Liste des tâches —
**A.** Traduisez en anglais la phrase suivante, tirée de l'entretien avec Ousmane Dia : « Je me demande quand est-ce que les Tirailleurs sénégalais seront dans leur droit. »
**B.** Reprenez l'entretien avec Ousmane Dia à la suite de sa dernière phrase et prolongez-le.

Texte fourni —
★ ★ ★ ★ ★

Publié le 13 Dec 2018 - 00:56
OUSMANE DIA (ARTISTE PLASTICIEN)

‘’Je prédis une présidentielle à deux tours, en 2019’’

 

Comme beaucoup d’artistes de sa génération, Ousmane Dia est pluridisciplinaire. Il dessine, peint et sculpte. Dans le cadre de la 7e édition du Partcours, la Galerie Kemboury accueille toiles, tableaux et sculptures de ce plasticien dont le talent est connu et reconnu. Dans cet entretien avec ‘’EnQuête’’, l’artiste revient sur cette exposition dont le titre est ‘’L’attente’’. Pour ensuite parler du terrorisme et donner son point de vue sur la présidentielle de février 2019, au Sénégal.

 

Parlez-nous de cette exposition que reçoit actuellement la Galerie Kemboury et intitulée ‘’L’attente’’.

J’ai tenu à travailler sur le thème de l’attente. C’est un attente par rapport à des questions que je me pose et liées à l’actualité. Je suis beaucoup l’actualité sénégalaise en particulier. Des fois, s’il y a des sujets qui m’interpellent, c’est comme si j’ai l’obligation d’immortaliser cela sur un support. Pour ce travail-ci, je parle de deux types d’attente. Il y a celle positive, comme quand on va chez le dentiste ou un tout autre médecin qui a le pouvoir de nous guérir et qu’on nous demande d’attendre avant d’entrer le voir. Il y a aussi cette attente vis-à-vis d’un pouvoir instable comme nos autorités politiques. Je fais référence donc à des cris du cœur. Je me pose des questions comme ‘’fallait-il tuer Ben Laden’’ (inscrit tel quel sur l’un des tableaux de l’exposition). Quand je parle des ‘’Rats de Nicolas’’, je fais allusion aux ‘’rats’’ de Nicolas Sarkozy qui ont été en Libye et qui y ont laissé un chaos incroyable, alors qu’ils sont en train de se la couler douce en France. Je suis en attente d’une réponse après ces fortes représailles. Quand Ben Laden est mort, j’ai vu Obama comme qui dirait jubiler. J’ai travaillé autour de cela et j’ai baptisé cette œuvre le ‘’Trophée de Barack’’. Le tableau le plus grand parle des Tirailleurs sénégalais qui sont en attente d’une réhabilitation. C’est également un questionnement. Je me demande quand est-ce que les Tirailleurs sénégalais seront dans leur droit.

★ ★ ★ ★ ★

Matériel fourni —
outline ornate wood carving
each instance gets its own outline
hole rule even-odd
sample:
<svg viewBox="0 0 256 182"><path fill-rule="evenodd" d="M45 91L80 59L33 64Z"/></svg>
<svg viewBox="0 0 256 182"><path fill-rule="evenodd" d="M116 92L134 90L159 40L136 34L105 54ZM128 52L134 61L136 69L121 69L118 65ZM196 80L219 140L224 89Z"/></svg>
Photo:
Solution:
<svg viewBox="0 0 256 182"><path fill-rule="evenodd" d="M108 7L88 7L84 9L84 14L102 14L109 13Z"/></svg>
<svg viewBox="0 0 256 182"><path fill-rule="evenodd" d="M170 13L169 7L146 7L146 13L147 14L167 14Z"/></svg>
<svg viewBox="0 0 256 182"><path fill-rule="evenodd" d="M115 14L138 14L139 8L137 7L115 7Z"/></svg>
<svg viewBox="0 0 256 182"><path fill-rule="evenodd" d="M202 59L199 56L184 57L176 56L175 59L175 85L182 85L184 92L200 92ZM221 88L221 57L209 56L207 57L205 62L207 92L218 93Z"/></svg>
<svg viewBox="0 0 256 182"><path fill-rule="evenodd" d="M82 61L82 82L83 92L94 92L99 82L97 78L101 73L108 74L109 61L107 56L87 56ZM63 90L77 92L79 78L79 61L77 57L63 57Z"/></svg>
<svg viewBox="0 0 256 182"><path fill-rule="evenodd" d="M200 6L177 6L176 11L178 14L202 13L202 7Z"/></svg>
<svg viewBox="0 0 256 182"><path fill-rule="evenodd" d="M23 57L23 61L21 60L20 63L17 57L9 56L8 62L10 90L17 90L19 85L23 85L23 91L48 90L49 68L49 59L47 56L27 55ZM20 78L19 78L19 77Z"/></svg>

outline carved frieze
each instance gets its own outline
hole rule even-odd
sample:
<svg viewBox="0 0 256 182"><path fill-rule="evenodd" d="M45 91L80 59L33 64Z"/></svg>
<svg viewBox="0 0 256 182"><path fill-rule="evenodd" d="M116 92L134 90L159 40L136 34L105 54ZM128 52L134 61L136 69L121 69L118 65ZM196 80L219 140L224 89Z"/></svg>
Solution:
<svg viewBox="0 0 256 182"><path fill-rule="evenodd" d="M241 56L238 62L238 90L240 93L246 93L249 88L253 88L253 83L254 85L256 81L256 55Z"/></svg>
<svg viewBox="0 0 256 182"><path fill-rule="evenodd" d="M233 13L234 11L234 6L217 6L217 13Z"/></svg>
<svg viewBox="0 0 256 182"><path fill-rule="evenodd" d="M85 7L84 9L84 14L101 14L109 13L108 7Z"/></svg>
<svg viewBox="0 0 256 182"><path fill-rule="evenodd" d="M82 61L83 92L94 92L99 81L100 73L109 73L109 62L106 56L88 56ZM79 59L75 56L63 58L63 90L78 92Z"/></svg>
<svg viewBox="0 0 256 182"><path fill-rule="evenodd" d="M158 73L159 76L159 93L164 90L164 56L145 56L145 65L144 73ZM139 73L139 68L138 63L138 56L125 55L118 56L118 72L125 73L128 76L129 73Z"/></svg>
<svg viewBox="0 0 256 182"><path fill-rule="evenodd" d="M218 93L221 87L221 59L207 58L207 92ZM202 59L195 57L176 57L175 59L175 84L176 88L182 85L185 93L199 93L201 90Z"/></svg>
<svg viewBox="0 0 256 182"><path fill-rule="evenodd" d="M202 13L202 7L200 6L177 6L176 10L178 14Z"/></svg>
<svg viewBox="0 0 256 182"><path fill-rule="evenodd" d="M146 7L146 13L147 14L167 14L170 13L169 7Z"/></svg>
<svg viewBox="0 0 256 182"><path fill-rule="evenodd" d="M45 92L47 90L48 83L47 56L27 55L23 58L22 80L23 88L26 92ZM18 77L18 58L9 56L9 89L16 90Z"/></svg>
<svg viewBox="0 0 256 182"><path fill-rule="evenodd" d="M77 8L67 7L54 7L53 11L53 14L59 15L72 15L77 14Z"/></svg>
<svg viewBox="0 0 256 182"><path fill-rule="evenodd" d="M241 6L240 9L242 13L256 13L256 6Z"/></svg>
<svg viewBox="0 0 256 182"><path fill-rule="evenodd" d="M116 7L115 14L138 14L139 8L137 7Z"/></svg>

★ ★ ★ ★ ★

Liste des réponses —
**A.** I wonder when the Senegalese Tirailleurs will be granted their rights.

**B.**
La question ‘’fallait-il tuer Ben Laden’’, serait-elle motivée par la montée de l’extrémisme dans le monde ?

Il y a eu énormément de médias qui ont parlé de l’histoire de Ben Laden. Beaucoup de gens en parlent encore. On a  entendu diverses versions sur le vécu et le quotidien de cet homme. Certains disent qu’il a été fabriqué par les Américains. D’autres soutiennent que le 11 septembre a été fabriqué et que Ben Laden n’y était pour rien. D’aucuns sont d’avis que c’était lui donc à éliminer. Avec toutes ces versions, je me demande quelle est la vraie histoire. Où est la réalité ? Il y a des documentaires qui montrent qu’il y a certaines qui ont été montées. On sait que Bush n’a pas hésité à aller envahir l’Irak sur la base de mensonges. Il disait qu’il y avait des armes de destruction massive, alors qu’il n’y avait rien. Pour Ben Laden, les questions sont légitimes. Où est la vérité et qui la détient ? Ce sont des choses qui nous touchent et on a le droit de savoir. Je lis la presse et si j’y trouve des choses qui me marquent, je les immortalise sur une toile pour la postérité. Les générations futures doivent savoir ce qui a été dit ou fait.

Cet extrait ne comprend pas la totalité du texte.